REQUIRED WORK: Your answer should be every line of the records that contains the word "instance".

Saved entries
——

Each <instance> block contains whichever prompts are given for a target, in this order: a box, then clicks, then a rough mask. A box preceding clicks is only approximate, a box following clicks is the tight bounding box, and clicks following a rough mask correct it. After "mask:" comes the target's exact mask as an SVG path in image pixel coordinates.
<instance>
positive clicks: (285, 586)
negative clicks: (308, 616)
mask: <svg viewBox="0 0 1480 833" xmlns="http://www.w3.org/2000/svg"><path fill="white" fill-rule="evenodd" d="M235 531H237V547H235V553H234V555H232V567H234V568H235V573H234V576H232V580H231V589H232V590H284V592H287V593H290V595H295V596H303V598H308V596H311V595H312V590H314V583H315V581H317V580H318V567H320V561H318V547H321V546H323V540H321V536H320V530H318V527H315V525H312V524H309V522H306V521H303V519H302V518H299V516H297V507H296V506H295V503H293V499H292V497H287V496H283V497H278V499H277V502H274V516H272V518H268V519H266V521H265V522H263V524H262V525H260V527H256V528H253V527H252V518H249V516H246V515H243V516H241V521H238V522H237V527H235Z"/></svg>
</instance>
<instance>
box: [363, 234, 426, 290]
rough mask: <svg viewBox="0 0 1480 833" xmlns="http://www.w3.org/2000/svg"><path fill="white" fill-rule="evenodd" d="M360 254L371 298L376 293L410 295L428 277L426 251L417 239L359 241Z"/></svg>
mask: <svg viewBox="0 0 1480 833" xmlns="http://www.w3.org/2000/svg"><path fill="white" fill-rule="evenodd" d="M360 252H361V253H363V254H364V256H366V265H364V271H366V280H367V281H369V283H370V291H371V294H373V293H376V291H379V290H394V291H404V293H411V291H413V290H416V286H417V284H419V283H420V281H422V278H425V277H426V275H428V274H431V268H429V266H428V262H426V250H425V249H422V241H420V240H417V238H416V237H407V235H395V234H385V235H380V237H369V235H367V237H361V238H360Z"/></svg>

——

RESPONSE TO THIS EXERCISE:
Each <instance> block contains whichever prompts are given for a target, in this order: a box, then clicks, then a rough mask. A box preceding clicks is only approximate, a box following clicks is the tight bounding box, and clicks following a rough mask correct it. After "mask:" comes the target's exact mask as an SVG path in image pixel coordinates.
<instance>
</instance>
<instance>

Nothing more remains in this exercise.